» Directions
1. According to the glaucoma text, how much higher is the risk of having glaucoma when other family members have it?
2. Render this sentence from the glaucoma text in Spanish: "This form of glaucoma requires acute treatment."
3. Transcribe the glaucoma text from "In a few cases, glaucoma" up to and including "lead to blindness.".

By Bjarne Lühr Hansen PhD, MD and Philipp Skafte-Holm MD, Mentor Institute
Glaucoma is a chronic, incipient illness that most often has no symptoms. Glaucoma is caused by increased pressure inside the eye that leads to damage to the optic nerve fibres and diminished field of vision.
Before the illness is discovered, it has most often lead to permanent loss of optic nerve fibres and diminished field of vision, and this is why the illness is treacherous. Glaucoma is a relatively rare illness. Only around 1% of the population older than 45 years have glaucoma. There is some degree of heritage connected to glaucoma. The risk of having glaucoma is ten times higher if other family members have it. Therefore, it is a good idea to be examined by an ophthalmologist, if a family member has glaucoma, even though you do not have any symptoms. Most often, difficulties with orientation in dimmed lighting are noticed. In many cases, this is perceived as clumsiness, senile decay or the glasses are blamed.
During your life, a natural loss of optic nerve fibres occur but in the case of glaucoma the rate of loss is increased.
In a few cases, glaucoma can occur in an acute form with heavy pains in the eyes, headache in the forehead, sudden reduction of eyesight within hours and nausea. The eye is fiery red and the pupil increases in size. This form of glaucoma requires acute treatment. Untreated, glaucoma can lead to blindness.

» Source data
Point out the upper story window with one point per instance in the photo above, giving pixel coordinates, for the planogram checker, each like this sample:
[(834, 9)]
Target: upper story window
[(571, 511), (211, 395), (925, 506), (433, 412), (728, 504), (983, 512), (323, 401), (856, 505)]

» List of solutions
1. Ten times higher.

2. Esta forma de glaucoma requiere un tratamiento urgente.

3.
In a few cases, glaucoma can occur in an acute form with heavy pains in the eyes, headache in the forehead, sudden reduction of eyesight within hours and nausea. The eye is fiery red and the pupil increases in size. This form of glaucoma requires acute treatment. Untreated, glaucoma can lead to blindness.